EXERCISE INSTRUCTIONS: Would you please return the line containing "of the apartment" and all the lines after it through the end of the records below, unchanged and on their own?

Records from a dataset:

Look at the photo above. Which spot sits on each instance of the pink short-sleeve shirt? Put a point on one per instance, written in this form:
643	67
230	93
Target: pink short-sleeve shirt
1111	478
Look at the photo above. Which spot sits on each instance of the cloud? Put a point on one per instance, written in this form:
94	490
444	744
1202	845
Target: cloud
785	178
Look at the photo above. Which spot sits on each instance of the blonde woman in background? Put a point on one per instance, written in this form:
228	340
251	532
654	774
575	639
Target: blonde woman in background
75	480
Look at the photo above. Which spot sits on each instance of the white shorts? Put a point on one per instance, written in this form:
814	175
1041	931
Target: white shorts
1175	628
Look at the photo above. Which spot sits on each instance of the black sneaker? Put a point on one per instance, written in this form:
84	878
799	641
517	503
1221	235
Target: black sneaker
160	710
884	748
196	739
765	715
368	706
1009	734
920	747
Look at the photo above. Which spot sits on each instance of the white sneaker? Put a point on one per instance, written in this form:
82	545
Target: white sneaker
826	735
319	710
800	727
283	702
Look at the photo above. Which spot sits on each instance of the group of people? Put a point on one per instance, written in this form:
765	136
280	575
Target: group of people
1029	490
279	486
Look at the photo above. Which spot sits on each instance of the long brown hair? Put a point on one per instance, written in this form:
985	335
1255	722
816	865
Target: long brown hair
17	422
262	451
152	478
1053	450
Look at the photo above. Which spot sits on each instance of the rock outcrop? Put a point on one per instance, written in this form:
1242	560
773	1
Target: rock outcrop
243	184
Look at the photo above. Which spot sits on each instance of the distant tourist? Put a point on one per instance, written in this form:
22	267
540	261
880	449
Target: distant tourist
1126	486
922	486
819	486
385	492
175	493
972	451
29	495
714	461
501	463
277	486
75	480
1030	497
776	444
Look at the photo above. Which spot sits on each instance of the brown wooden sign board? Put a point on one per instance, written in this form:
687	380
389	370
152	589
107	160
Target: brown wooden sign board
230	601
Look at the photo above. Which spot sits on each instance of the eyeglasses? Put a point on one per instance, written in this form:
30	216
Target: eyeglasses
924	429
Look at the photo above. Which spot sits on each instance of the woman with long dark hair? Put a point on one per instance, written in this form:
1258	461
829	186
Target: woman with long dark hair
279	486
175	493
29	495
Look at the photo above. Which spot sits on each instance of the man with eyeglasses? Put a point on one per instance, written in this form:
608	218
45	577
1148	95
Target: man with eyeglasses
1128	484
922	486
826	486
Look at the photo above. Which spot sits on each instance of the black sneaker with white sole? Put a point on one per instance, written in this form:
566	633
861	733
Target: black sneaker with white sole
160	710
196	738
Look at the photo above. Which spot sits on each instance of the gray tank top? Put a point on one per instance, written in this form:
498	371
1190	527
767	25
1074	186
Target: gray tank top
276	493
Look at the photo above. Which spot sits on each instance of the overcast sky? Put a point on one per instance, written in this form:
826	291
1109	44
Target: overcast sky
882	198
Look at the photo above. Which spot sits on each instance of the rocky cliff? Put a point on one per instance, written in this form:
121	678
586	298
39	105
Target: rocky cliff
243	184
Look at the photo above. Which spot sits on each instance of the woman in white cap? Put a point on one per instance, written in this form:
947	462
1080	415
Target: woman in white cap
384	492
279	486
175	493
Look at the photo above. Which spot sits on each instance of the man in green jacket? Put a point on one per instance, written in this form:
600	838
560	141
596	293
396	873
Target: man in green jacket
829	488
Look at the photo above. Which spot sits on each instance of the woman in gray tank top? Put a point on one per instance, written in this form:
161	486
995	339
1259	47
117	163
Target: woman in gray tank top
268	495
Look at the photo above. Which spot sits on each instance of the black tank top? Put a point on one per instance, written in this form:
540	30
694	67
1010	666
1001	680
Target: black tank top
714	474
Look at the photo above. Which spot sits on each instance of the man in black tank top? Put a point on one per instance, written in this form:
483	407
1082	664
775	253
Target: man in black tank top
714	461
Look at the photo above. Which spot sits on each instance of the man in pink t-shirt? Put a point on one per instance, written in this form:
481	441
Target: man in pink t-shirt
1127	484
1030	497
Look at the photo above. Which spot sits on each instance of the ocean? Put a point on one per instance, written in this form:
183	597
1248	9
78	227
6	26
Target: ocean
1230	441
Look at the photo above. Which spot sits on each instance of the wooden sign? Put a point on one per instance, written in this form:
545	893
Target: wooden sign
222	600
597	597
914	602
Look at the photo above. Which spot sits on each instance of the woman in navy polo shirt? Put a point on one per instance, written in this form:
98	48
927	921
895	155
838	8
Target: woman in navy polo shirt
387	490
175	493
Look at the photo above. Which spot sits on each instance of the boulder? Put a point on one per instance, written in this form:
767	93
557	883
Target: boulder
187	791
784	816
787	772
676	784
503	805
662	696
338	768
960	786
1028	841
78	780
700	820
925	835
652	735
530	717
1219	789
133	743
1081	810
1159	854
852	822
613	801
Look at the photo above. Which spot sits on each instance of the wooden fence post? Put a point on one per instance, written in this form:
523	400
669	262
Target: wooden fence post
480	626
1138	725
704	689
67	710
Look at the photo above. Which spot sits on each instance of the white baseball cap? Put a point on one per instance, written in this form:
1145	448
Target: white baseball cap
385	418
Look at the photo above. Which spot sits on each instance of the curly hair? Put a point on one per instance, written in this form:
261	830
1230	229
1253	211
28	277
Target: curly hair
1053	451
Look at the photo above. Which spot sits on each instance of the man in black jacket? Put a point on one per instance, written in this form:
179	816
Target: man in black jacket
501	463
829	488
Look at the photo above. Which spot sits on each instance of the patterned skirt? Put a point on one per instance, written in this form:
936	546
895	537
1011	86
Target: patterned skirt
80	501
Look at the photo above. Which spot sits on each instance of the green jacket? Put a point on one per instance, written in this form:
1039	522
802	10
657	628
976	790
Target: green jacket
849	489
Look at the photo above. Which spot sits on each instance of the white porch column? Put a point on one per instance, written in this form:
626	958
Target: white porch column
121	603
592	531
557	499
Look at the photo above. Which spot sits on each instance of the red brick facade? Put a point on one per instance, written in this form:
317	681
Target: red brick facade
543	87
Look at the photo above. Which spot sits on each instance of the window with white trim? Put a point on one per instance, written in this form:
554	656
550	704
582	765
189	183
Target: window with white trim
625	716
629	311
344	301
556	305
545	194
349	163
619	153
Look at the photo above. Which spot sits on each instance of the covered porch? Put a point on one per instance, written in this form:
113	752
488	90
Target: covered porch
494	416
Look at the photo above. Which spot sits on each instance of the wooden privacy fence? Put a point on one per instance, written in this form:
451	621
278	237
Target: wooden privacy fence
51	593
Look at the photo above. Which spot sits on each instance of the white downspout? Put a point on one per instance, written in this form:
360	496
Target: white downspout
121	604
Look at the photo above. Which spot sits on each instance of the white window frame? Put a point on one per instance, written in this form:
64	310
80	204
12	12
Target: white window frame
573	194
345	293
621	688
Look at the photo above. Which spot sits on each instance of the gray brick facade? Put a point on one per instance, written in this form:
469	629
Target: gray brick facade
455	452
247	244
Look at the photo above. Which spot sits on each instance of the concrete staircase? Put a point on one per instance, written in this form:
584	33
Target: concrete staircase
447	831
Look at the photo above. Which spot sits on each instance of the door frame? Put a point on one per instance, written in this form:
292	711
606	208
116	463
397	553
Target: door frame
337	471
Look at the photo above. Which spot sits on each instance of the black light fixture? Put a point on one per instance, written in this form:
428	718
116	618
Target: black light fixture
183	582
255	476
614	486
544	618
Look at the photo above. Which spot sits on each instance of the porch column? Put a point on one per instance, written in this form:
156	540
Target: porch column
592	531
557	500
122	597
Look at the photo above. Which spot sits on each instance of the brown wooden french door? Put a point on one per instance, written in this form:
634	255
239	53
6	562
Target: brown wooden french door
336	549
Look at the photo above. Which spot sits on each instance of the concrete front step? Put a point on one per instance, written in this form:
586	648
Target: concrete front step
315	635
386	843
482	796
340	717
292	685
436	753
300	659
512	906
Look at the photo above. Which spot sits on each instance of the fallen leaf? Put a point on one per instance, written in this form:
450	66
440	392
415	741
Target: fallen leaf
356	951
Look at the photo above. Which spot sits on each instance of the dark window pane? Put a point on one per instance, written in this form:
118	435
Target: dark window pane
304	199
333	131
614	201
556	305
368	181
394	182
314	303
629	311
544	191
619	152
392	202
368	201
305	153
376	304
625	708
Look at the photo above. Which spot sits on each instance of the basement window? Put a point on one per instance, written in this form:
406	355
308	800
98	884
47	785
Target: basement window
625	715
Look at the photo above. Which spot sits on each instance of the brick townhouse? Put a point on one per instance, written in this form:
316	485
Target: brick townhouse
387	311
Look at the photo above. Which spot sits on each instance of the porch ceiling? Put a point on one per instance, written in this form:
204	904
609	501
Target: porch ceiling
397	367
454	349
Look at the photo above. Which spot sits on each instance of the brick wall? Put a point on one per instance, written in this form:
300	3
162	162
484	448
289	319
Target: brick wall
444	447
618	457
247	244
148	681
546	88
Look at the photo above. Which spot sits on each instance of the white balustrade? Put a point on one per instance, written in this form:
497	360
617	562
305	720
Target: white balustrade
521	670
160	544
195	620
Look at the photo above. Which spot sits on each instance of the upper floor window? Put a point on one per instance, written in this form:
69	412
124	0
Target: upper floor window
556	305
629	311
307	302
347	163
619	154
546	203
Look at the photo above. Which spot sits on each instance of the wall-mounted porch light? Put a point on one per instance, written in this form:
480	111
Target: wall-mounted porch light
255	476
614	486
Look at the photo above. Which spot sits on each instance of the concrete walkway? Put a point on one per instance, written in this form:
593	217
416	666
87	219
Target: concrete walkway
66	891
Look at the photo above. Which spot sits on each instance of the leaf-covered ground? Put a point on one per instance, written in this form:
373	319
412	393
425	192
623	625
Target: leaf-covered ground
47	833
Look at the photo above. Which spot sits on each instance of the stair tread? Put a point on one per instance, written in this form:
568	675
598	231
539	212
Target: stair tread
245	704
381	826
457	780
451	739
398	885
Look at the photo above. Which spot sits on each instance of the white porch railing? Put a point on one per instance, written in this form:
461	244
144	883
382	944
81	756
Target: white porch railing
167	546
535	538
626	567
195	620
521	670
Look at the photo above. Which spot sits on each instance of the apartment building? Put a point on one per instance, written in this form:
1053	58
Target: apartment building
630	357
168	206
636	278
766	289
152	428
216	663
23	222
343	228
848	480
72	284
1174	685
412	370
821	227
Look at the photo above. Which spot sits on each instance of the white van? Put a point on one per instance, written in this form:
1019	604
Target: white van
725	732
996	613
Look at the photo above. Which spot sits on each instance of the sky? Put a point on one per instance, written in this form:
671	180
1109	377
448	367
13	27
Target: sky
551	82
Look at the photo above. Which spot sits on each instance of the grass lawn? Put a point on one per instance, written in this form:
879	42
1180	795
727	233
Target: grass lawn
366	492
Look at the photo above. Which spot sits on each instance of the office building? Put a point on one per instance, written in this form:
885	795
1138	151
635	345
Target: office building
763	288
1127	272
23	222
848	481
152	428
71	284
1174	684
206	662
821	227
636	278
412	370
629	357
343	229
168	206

OUTPUT:
Look at the photo above. Which spot sits on each instance of the apartment building? Put a point on one per instance, written in this form:
1053	58
Target: apartment building
630	357
168	206
636	278
766	289
152	428
216	663
23	222
343	228
848	480
72	284
1174	685
412	370
821	227
Look at the photo above. Which spot sits on each instance of the white van? Put a point on one per instance, written in this form:
1019	604
Target: white van
725	732
996	613
Look at the photo above. Which spot sits on each instance of the sky? Put a point on one per instance, written in this form:
671	180
1109	377
448	367
13	27
Target: sky
551	82
Look at the photo above. Which spot sits on each instance of the grass lawn? Put a point on one per instance, written in this form:
879	42
1180	795
727	233
Target: grass lawn
366	492
Look at the photo above. Which spot sits on each instance of the office building? Put a point on one per instance, written in this form:
885	795
1138	151
635	345
Target: office building
763	288
1127	272
23	222
848	481
152	428
71	284
1174	684
206	662
821	227
636	278
412	370
629	357
343	229
168	206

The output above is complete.